### TEXTO DE LA PÁGINA
━━━━━━
Entonces ¿Por qué no vamos a participar con Dios de ese milagro enorme, al que ya nos hemos acostumbrado? Tal
vez la respuesta sea que nuestro egoísmo no quiere compartir esos momentos de
dolor, que están inevitablemente unidos a las alegrías de esta vida. Contemplar
la fortaleza de mi nuera, que con ojos vidriosos acaricia a su hijo a través de
una incubadora, es un claro ejemplo de lo que una mujer está dispuesta a
entregarle a Dios, por ser fiel a su vocación. Y no hay vocación más
maravillosa para cualquier mujer, que compartir con el Creador el misterio de
la existencia.
Perdonar que me haya
extendido en ese suceso personal, pero es que me ha parecido que cada momento y
circunstancia que transcurre con nuestros seres queridos, requiere de la
necesidad de poner por obras cada palabra que Jesús ha sembrado en nuestro
interior -a través de la escucha de su mensaje y de la recepción de los Sacramentos- como la semilla que debe crecer para convertirse en un árbol frondoso
donde todos encuentren cobijo. Eso es la familia: la imagen perfecta de Dios en
el hombre. El lugar del corazón donde todos estamos unidos, a pesar de ser todos distintos y tener cada
uno su idiosincrasia.
━━━━━━
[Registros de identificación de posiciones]
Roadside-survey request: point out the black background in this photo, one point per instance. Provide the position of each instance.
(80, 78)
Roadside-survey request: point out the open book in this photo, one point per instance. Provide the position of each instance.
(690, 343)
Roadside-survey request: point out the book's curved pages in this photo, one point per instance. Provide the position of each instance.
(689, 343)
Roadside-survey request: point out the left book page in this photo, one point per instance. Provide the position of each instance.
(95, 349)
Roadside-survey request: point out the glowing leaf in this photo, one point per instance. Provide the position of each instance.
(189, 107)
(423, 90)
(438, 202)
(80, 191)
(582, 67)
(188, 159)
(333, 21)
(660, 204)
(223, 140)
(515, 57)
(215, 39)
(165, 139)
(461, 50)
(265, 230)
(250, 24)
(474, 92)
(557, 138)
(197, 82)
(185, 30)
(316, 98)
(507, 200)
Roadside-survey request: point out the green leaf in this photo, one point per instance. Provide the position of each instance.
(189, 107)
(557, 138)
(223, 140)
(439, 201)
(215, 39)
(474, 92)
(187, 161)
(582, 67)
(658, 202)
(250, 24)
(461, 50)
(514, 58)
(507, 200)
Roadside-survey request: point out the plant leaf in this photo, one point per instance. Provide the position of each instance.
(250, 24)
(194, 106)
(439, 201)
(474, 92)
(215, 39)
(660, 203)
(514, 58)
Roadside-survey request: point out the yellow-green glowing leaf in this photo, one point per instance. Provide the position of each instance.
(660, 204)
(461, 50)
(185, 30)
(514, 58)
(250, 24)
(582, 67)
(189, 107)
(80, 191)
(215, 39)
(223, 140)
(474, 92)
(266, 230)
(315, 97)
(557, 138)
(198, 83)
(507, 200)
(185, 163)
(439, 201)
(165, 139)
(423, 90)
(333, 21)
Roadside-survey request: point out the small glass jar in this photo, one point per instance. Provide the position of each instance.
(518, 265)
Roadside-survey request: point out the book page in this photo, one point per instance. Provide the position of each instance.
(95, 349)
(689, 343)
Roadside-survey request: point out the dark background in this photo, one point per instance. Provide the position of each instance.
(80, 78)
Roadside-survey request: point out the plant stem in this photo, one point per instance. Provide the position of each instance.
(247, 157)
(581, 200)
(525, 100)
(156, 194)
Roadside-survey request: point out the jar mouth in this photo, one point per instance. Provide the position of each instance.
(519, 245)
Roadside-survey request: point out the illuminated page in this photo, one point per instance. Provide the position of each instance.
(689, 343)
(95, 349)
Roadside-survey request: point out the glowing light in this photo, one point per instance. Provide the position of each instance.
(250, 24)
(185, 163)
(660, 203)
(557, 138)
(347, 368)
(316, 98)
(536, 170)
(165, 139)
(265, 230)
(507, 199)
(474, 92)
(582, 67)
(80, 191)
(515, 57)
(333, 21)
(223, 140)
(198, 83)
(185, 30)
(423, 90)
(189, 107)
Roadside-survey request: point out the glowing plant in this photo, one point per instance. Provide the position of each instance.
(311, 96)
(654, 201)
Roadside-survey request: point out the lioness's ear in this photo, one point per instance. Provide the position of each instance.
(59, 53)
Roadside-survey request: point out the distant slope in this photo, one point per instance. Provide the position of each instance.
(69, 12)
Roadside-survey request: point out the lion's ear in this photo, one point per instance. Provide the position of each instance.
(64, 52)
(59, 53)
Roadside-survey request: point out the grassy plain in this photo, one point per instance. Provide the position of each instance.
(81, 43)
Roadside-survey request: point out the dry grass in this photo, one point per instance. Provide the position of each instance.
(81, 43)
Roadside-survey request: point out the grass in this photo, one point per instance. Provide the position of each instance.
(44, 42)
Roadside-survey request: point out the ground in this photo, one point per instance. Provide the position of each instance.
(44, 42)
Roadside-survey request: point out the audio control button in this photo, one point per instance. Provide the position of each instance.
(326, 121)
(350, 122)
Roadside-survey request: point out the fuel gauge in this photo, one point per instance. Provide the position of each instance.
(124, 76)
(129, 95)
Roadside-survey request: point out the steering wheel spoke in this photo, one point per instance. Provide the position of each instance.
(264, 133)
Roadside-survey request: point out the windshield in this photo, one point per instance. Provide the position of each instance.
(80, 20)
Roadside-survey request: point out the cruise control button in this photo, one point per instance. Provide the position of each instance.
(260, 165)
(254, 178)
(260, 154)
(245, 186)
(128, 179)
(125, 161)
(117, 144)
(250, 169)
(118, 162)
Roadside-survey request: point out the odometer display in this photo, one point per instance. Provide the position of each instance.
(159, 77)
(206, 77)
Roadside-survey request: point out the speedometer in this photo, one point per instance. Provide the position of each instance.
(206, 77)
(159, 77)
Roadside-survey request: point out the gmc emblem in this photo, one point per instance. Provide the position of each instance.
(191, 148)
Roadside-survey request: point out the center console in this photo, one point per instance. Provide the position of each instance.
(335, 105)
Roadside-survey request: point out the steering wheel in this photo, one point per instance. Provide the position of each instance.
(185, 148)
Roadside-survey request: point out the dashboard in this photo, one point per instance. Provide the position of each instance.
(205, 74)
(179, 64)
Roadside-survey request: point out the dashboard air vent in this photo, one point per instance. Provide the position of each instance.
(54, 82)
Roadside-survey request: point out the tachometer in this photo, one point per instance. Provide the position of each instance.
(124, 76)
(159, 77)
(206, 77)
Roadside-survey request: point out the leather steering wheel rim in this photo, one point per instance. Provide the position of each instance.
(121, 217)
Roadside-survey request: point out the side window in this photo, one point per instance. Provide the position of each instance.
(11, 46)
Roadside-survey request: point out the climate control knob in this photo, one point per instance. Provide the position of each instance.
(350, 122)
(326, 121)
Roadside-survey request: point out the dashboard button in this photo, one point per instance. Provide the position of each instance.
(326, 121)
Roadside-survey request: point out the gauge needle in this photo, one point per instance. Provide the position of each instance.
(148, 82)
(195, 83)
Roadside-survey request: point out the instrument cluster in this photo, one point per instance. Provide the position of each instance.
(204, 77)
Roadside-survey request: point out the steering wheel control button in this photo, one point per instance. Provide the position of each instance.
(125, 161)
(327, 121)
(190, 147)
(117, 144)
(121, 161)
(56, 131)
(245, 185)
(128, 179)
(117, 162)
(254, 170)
━━━━━━
### TAREAS
A: Responde según el texto sobre la familia:
(i) ¿A través de qué acaricia la nuera a su hijo?
(ii) ¿Con qué se compara cada palabra que Jesús ha sembrado en nuestro interior?
(iii) ¿Qué es la familia?
B: Edita el fragmento del texto sobre la familia que empieza en "Entonces ¿Por qué" y termina en "la existencia.", cambiando "nuera" por "hija".
C: ¿Qué motivo da el texto sobre la familia para haberse extendido en ese suceso personal? Explícalo en una a tres oraciones.

### RESPUESTAS
A:
(i) A través de una incubadora.
(ii) Con la semilla que debe crecer para convertirse en un árbol frondoso donde todos encuentren cobijo.
(iii) La imagen perfecta de Dios en el hombre.

B:
Entonces ¿Por qué no vamos a participar con Dios de ese milagro enorme, al que ya nos hemos acostumbrado? Tal
vez la respuesta sea que nuestro egoísmo no quiere compartir esos momentos de
dolor, que están inevitablemente unidos a las alegrías de esta vida. Contemplar
la fortaleza de mi hija, que con ojos vidriosos acaricia a su hijo a través de
una incubadora, es un claro ejemplo de lo que una mujer está dispuesta a
entregarle a Dios, por ser fiel a su vocación. Y no hay vocación más
maravillosa para cualquier mujer, que compartir con el Creador el misterio de
la existencia.

C: Cada momento y circunstancia que se vive con los seres queridos exige poner por obras cada palabra que Jesús ha sembrado en nuestro interior. Esas palabras llegan a través de la escucha de su mensaje y de la recepción de los Sacramentos.